386 F.2d 151
Alvin H. FRANKEL, Administrator C. T. A. of the Estate of George Burgoyne, Deceased, Appellant,
Walter R. STYER, Trading as Styer Refrigerator Body Co.
United States Court of Appeals Third Circuit.
Argued September 26, 1967.
Decided November 22, 1967.
James A. Burgess, Jr., Katz, Kozay, Burgess & Black, Philadelphia, Pa., for appellant.
Jame J. McEldrew, Cole, McEldrew, Hanamirian & McWilliams, Philadelphia, Pa., for appellee.
Before McLAUGHLIN, HASTIE and FORMAN, Circuit Judges.
OPINION OF THE COURT
HASTIE, Circuit Judge.
This is a diversity case under the Pennsylvania Wrongful Death and Survival Acts. Judgment below was for the defendant on a jury verdict. On this appeal, the administrator of the decedent's estate contends that alleged trial errors necessitate a new trial.
The decedent, George Burgoyne, died while accidentally locked in the body of his truck which had been remodeled for him by the defendant, a contractor, to provide an insulated environment for refrigerated meats. All relevant events occurred in Pennsylvania.
One of the trial issues was whether the defendant was negligent in failing to install a safety release on the inside of the door of the remodeled body so that the accidental closing of the door would not deprive a person inside of a means of egress. As a part of his proof on this issue, the appellant sought to show that it was the custom and practice of the body construction trade to install safety releases on the inside of doors of insulated truck bodies. Such evidence is admissible when offered by a competent witness. Jemison v. Pfeifer, 1959, 397 Pa. 81, 152 A.2d 697. However, the trial judge ruled that the witness who sought to testify to the relevant custom and usage was not competent to do so.

* _DATA BLOCK_
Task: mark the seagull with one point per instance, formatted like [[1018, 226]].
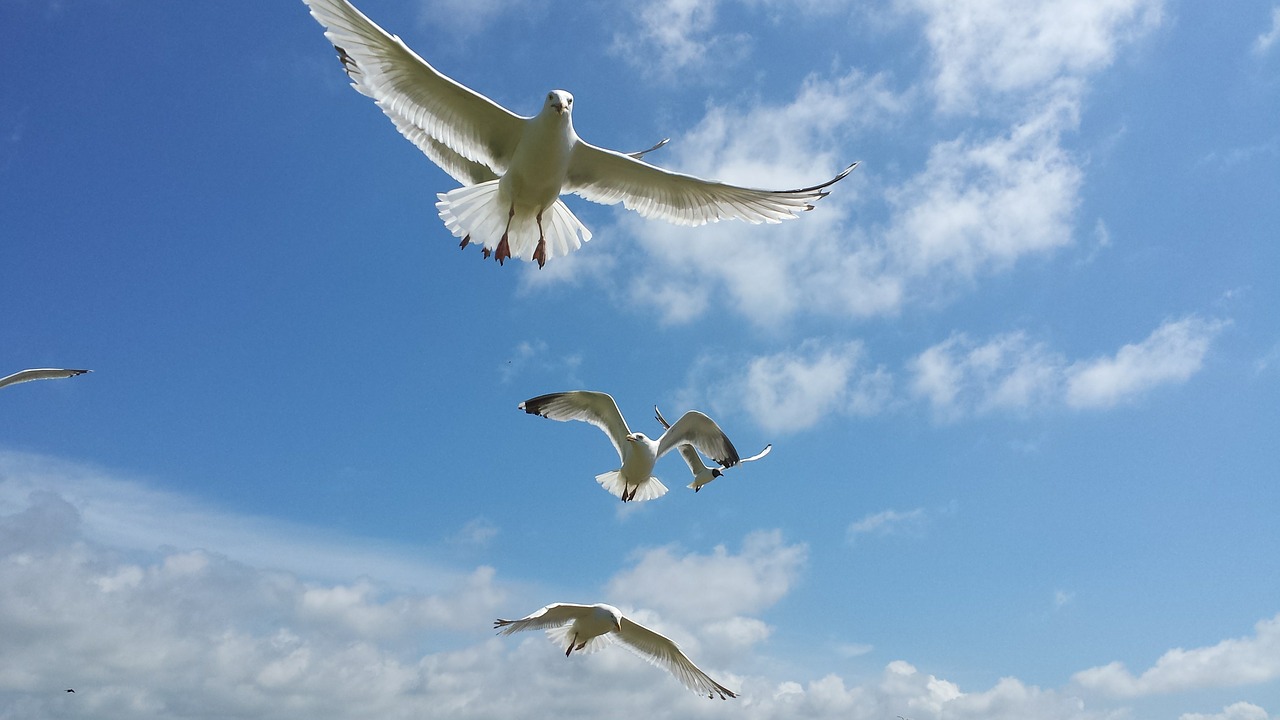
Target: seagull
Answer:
[[636, 450], [589, 627], [40, 374], [515, 168], [702, 473]]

* _REQUIREMENT A_
Translate this sentence from the opinion into Spanish: "All relevant events occurred in Pennsylvania."
* _REQUIREMENT B_
Rewrite the part of the opinion that opens with the words containing "Argued September 26, 1967." and closes with "occurred in Pennsylvania.", putting "van" in place of each "truck".
* _REQUIREMENT C_
Answer these questions about the opinion:
(i) On what date was the case decided?
(ii) What was the truck body remodeled to provide?
(iii) Which case is cited as authority that custom and practice evidence is admissible when offered by a competent witness?
Draw only on the opinion when responding.

* _EXPECTED OUTPUT A_
Todos los hechos pertinentes ocurrieron en Pensilvania.

* _EXPECTED OUTPUT B_
Argued September 26, 1967.
Decided November 22, 1967.
James A. Burgess, Jr., Katz, Kozay, Burgess & Black, Philadelphia, Pa., for appellant.
Jame J. McEldrew, Cole, McEldrew, Hanamirian & McWilliams, Philadelphia, Pa., for appellee.
Before McLAUGHLIN, HASTIE and FORMAN, Circuit Judges.
OPINION OF THE COURT
HASTIE, Circuit Judge.
This is a diversity case under the Pennsylvania Wrongful Death and Survival Acts. Judgment below was for the defendant on a jury verdict. On this appeal, the administrator of the decedent's estate contends that alleged trial errors necessitate a new trial.
The decedent, George Burgoyne, died while accidentally locked in the body of his van which had been remodeled for him by the defendant, a contractor, to provide an insulated environment for refrigerated meats. All relevant events occurred in Pennsylvania.

* _EXPECTED OUTPUT C_
(i) November 22, 1967.
(ii) An insulated environment for refrigerated meats.
(iii) Jemison v. Pfeifer.